# How to measure?

## Measure different flows correctly

In order to determine the correct measurement procedure for the flow velocity measurement, the following parameters and ambient conditions must be taken into account preceding the measurement task:

• Flow measurement range
• Air temperature
• Level of contamination
• Measurement location

#### The most common measurement methods

• Thermal anemometers (hot-wire, hot-bulb)
• Vanes (large and small)
• Pitot tubes (straight and Prandtl)
• Funnel measurement

### Thermal probes

#### Functional principle

• Heat is removed from a heated element by a colder flow impacting onto it.
• The temperature is kept constant by means of a control circuit.
• In turbulent flows, the measurement result is influenced, i.e. increased, by flows from all directions.

- Dataset excerpt:
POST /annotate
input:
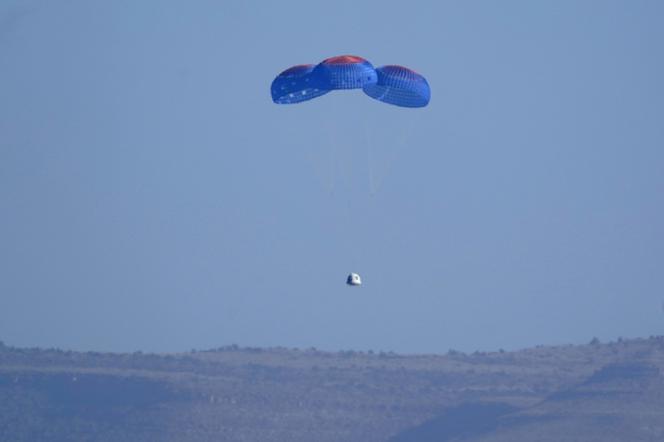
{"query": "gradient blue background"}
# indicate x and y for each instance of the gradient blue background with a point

- To do:
(a) Answer these three questions using the guide on flow measurement:
(i) Which two types of Pitot tubes does it mention?
(ii) Which two kinds of thermal anemometers does it name?
(iii) How is the temperature of a thermal probe kept constant?
(b) According to the guide on flow measurement, how does a turbulent flow affect a thermal probe's result, and why?
(c) List every parameter or ambient condition that the guide on flow measurement says must be considered before the measurement task.
The listing is not used in this exercise.

- The results:
(a)
(i) Straight and Prandtl.
(ii) Hot-wire and hot-bulb.
(iii) By means of a control circuit.

(b) In turbulent flows, the measurement result of a thermal probe is increased. This happens because flows from all directions influence it.

(c)
Flow measurement range
Air temperature
Level of contamination
Measurement location